__Work instruction__: Go through the material line by line. Say how many lines contain the word "shirt", and give nothing more.

__Material provided__:
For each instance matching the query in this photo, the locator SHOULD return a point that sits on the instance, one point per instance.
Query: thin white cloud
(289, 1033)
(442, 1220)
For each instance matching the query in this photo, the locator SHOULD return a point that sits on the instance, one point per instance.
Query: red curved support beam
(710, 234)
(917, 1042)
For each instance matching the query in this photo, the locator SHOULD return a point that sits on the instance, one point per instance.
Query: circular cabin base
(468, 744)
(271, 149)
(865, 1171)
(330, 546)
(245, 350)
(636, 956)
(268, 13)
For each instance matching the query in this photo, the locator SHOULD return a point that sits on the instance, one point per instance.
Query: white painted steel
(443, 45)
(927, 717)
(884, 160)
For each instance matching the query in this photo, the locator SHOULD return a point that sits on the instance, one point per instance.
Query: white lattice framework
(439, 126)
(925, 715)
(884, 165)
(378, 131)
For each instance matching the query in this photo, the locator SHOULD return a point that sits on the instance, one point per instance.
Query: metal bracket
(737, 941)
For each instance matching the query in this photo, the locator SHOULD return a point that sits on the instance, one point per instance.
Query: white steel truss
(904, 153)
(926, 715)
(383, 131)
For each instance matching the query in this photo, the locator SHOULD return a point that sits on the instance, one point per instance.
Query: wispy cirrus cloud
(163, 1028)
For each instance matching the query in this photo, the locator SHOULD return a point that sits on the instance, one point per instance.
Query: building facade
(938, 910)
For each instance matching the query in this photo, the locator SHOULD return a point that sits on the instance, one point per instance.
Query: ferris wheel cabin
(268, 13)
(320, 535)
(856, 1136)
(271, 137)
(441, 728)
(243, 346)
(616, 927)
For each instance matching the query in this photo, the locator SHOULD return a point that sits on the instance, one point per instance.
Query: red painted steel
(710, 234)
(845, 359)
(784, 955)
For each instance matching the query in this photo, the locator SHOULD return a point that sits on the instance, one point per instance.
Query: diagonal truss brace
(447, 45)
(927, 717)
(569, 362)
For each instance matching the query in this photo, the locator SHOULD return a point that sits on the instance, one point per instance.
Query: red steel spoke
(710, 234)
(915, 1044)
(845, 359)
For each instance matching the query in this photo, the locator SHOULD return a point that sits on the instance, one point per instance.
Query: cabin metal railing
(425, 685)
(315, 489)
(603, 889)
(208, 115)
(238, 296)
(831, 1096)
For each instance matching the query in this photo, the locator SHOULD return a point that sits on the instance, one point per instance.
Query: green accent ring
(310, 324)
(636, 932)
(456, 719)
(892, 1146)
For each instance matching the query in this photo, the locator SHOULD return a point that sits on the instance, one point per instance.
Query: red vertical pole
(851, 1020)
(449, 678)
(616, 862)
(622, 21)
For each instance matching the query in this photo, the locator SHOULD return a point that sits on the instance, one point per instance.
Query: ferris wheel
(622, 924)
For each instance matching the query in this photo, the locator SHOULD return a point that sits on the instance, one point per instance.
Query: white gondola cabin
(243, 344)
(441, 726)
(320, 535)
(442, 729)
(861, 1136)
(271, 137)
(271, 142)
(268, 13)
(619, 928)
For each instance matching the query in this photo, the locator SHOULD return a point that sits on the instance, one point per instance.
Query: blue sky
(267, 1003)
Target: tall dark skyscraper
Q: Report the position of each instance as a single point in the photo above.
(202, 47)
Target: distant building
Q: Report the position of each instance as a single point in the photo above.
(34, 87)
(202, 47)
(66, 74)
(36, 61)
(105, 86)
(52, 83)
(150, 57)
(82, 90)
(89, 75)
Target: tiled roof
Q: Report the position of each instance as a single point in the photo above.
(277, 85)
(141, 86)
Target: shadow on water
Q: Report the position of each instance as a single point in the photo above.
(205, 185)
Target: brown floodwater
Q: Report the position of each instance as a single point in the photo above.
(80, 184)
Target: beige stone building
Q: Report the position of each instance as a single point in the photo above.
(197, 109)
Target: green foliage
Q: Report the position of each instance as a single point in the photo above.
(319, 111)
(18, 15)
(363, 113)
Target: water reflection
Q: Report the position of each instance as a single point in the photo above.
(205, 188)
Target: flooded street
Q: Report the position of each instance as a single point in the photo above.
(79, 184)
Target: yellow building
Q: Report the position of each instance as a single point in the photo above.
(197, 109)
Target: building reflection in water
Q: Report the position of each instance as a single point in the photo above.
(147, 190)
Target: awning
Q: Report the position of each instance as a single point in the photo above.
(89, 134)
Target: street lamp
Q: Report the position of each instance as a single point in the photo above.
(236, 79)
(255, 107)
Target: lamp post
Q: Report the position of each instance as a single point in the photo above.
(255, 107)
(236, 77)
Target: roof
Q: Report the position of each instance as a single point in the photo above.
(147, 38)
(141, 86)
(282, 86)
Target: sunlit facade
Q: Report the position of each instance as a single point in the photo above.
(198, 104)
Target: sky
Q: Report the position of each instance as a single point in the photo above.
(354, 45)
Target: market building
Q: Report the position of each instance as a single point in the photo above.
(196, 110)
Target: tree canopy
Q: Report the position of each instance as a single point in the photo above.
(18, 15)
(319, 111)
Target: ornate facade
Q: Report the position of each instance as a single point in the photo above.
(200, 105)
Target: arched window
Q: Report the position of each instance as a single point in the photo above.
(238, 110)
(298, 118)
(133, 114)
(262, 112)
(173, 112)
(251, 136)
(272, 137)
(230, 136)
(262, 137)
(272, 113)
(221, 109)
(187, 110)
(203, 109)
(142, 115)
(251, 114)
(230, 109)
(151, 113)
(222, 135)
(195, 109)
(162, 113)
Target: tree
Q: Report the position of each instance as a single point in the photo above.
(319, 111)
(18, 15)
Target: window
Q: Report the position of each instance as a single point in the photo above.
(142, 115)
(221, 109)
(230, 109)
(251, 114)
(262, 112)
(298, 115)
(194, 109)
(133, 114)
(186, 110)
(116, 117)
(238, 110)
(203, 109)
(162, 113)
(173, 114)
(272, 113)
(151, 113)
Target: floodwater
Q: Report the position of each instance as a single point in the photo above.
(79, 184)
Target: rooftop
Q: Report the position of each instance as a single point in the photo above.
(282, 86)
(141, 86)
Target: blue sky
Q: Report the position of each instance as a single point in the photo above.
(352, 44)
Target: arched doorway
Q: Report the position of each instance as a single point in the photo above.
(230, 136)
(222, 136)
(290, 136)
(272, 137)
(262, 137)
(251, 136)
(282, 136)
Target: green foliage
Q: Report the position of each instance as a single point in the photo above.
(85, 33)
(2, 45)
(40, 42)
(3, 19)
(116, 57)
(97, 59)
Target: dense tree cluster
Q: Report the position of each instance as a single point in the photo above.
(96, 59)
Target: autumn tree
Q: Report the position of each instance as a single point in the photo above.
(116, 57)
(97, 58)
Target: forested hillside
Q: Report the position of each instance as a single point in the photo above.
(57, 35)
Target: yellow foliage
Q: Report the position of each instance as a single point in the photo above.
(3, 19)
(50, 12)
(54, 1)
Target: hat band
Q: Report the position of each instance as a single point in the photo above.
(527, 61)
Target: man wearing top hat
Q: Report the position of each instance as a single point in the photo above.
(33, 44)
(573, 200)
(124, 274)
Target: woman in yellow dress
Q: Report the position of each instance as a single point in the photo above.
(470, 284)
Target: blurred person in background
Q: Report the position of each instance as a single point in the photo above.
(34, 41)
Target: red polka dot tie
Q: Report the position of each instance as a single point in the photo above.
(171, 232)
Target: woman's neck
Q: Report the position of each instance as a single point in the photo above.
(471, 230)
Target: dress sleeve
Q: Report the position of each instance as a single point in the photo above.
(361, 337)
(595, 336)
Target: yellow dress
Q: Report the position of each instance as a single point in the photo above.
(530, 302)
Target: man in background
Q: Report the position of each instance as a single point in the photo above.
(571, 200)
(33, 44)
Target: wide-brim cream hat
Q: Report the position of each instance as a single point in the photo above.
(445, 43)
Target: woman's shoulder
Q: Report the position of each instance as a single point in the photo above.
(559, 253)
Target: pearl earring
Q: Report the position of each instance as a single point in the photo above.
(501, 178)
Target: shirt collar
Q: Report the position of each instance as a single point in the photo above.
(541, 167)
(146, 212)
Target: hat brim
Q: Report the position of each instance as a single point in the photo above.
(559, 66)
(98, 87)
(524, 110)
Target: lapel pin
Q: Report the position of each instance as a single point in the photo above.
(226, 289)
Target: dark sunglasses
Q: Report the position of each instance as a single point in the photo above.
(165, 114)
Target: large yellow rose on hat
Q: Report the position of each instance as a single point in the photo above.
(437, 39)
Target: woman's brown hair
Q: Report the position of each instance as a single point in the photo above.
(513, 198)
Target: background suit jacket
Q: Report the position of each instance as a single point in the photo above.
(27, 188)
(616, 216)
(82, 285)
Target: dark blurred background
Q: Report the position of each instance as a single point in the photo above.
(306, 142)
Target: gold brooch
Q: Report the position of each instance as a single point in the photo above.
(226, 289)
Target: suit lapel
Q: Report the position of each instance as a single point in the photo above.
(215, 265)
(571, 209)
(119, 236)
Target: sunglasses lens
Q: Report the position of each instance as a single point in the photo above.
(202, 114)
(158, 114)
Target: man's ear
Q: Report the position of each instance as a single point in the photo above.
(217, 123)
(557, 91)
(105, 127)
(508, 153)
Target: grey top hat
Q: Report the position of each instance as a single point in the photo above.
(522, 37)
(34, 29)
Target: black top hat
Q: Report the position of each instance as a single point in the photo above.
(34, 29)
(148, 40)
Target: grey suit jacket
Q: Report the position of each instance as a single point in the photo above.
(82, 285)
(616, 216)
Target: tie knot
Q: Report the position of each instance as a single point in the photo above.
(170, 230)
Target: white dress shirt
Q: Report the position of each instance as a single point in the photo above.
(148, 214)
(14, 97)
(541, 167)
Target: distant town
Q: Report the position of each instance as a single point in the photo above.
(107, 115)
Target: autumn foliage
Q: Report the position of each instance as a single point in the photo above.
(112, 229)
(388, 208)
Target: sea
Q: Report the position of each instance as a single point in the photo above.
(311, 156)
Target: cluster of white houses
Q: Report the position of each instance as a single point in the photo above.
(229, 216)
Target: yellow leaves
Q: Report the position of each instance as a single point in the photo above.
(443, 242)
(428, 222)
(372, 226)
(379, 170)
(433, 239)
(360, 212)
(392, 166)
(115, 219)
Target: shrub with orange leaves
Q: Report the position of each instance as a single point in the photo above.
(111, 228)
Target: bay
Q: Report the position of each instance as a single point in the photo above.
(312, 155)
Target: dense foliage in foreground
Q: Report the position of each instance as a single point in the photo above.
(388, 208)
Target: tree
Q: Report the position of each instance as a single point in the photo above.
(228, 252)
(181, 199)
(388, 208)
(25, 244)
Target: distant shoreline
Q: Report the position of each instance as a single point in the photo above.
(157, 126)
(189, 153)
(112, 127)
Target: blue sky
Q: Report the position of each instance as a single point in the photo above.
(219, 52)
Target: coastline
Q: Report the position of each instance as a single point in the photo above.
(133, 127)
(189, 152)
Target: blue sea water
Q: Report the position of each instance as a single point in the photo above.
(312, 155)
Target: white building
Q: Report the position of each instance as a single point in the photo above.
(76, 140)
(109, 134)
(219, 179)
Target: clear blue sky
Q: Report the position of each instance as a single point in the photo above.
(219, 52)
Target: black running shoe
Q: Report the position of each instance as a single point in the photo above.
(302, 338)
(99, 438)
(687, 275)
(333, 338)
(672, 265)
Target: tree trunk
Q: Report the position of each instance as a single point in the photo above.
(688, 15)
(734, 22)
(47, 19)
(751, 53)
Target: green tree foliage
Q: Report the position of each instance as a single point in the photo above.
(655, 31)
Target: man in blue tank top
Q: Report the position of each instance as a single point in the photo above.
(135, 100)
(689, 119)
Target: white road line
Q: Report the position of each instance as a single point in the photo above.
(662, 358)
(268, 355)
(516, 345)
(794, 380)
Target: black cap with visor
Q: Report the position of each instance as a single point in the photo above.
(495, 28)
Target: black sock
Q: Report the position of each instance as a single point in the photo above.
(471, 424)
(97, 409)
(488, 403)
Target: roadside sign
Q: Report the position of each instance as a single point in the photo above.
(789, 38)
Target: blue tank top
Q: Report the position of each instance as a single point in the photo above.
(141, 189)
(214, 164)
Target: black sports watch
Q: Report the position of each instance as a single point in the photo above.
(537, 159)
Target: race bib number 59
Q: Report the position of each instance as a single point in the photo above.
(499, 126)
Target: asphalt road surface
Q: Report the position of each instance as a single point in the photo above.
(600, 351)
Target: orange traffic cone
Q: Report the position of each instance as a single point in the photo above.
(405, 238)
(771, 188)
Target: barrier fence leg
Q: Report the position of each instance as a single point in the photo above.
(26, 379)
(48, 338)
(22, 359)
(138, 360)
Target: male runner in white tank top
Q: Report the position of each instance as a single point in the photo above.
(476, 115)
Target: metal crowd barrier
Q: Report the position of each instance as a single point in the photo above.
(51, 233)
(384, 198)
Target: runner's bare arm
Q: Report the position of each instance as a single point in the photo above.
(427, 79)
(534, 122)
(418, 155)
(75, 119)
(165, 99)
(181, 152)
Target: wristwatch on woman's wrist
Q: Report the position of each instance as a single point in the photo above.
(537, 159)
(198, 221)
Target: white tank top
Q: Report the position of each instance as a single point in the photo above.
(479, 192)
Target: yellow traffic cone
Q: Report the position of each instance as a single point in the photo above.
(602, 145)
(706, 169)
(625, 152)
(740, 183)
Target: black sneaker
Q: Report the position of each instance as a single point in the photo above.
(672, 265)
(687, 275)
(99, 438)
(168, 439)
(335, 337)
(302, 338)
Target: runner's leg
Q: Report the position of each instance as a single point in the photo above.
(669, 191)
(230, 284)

__Answer for the task__: 2